■ Directions for this task ■
List every line in the items below that contains the word "toilet".

■ Material to process ■
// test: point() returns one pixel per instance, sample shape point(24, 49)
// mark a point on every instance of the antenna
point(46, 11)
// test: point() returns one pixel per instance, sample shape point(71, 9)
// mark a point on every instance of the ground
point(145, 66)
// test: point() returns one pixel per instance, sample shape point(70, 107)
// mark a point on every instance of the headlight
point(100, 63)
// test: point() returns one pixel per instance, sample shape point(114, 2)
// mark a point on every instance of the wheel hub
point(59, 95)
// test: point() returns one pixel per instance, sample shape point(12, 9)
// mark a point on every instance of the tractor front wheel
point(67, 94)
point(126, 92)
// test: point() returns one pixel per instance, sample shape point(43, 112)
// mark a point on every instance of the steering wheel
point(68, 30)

--

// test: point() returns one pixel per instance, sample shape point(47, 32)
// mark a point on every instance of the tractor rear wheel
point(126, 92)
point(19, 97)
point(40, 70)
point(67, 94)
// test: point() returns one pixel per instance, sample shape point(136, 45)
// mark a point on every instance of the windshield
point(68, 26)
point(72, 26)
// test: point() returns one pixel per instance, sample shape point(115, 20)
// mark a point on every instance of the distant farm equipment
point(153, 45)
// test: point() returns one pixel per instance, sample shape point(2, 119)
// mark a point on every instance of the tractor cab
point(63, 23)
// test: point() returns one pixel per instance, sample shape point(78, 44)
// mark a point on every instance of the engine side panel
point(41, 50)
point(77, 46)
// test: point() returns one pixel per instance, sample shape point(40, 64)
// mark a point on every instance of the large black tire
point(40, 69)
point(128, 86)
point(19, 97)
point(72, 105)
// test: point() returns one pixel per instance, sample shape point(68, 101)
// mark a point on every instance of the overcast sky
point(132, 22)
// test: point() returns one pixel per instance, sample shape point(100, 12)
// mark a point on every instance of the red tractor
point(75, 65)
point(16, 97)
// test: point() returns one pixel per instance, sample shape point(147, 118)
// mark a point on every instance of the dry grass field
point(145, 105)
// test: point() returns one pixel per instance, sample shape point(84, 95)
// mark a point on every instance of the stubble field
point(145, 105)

* * *

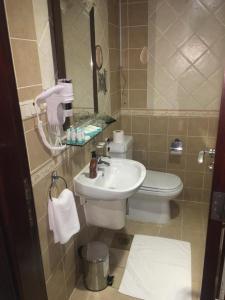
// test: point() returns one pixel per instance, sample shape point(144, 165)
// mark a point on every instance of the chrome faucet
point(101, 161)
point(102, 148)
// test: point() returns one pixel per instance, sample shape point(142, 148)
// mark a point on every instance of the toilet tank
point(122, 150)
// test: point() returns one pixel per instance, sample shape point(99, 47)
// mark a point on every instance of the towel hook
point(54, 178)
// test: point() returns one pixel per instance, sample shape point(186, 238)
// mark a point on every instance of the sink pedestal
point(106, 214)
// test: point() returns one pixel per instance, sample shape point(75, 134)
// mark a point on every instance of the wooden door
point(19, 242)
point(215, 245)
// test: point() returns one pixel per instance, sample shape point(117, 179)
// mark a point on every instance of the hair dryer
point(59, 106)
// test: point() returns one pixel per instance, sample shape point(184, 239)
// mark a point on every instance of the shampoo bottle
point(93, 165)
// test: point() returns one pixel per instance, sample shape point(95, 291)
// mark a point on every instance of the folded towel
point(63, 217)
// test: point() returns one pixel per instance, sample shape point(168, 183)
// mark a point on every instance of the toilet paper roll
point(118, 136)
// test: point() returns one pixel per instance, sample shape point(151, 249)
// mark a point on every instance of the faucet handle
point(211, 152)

■ Answer for the task ■
// mark a point on every instance of the toilet tank
// mark a point on every instance of the toilet paper roll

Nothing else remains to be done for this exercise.